--- PROBLEM DETAILS ---
Every line below should be duplicated exactly.

● ● ●

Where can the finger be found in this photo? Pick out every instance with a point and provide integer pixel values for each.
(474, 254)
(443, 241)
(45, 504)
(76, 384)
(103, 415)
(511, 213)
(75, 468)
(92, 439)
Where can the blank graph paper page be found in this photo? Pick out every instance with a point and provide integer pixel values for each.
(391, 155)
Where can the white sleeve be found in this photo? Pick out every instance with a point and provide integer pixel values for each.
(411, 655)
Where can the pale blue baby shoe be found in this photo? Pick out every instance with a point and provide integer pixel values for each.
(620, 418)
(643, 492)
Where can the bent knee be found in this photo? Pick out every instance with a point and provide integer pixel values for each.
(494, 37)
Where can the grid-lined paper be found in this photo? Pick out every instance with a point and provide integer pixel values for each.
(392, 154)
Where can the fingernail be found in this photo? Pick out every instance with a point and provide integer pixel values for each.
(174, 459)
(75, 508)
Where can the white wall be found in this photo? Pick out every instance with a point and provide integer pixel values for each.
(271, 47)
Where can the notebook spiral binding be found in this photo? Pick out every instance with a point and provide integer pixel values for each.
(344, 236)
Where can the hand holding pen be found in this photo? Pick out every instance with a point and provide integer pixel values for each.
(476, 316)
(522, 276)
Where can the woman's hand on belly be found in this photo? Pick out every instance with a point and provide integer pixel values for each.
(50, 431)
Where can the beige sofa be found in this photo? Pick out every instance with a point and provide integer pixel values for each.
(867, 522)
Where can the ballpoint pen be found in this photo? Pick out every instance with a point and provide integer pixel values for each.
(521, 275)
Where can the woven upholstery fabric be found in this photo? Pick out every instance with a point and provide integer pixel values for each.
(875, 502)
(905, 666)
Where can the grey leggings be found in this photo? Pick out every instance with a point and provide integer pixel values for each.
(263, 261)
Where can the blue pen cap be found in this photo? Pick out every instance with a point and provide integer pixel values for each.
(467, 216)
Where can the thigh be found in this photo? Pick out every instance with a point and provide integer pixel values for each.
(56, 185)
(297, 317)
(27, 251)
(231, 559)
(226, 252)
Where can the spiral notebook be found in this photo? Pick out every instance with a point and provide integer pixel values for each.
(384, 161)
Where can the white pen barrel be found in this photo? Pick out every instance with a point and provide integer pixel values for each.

● ● ●

--- FINISHED EXERCISE ---
Where can the finger be found in this photo? Pick out every instance with a point and provide integer pixel values for each.
(474, 254)
(443, 241)
(45, 504)
(76, 384)
(103, 415)
(511, 213)
(75, 468)
(92, 439)
Where can the blank graph paper page be found in this photo? Pick out every instance with a point and provide integer pixel values for each.
(391, 155)
Where can the white sleeve be found in this photo? Pick out every instance with a point and provide integer pixel values for each.
(411, 655)
Where can the pale blue baby shoe be found in this photo? Pick out every instance with a point and provide integer pixel values for each.
(620, 418)
(643, 492)
Where can the bent knee be found in this photo? Pick out every instance with a point and provide integer pixel values for each.
(494, 37)
Where can the grid-lined paper be found in this photo? Pick out every instance with a point and provide integer pixel values for each.
(392, 154)
Where can the fingernail be found in this photo? Pick out every instance with a point and provide integer pixel values for each.
(174, 459)
(75, 508)
Where can the white wall be found in this photo? Pick out every instance with a point and provide integer pixel values for each.
(271, 47)
Where can the notebook spiral binding be found in this photo? Pick out every instance with a point and provide integer pixel values for each.
(344, 236)
Where can the hand holding pen be found in this photo? Pick out every instance with a point and provide integer pixel values for each.
(476, 316)
(522, 276)
Where can the woman's hand on belly be found in this photo? Pick out every instance with a point and provide integer pixel values for each.
(50, 431)
Where can the beige sofa be found in this photo? Pick out every instance with a point and provide integer pixel values for each.
(867, 522)
Where can the ballpoint pen be found in this photo? Pick out every instance with a point and provide integer pixel values for each.
(521, 275)
Where can the woven upholstery fabric be found in this photo? Pick out every instance with a point and provide integer pixel values for each.
(875, 502)
(905, 666)
Where can the grey leggings be found in this photo? Pick out every instance with a point and provide integer pixel values for each.
(263, 261)
Where can the blue pen cap be found in this photo? Pick out every instance with a point and provide integer pixel values for each.
(467, 216)
Where can the thigh be found in this photo? Pick out every instance with a point and provide integer pixel values for each.
(56, 185)
(297, 317)
(27, 251)
(231, 559)
(226, 252)
Where can the spiral notebook be found in this photo? Pick out every instance with a point and provide integer pixel values for each.
(384, 161)
Where can the white pen barrel be found in this photo? Pick out every instance with a point and provide integer pixel values for each.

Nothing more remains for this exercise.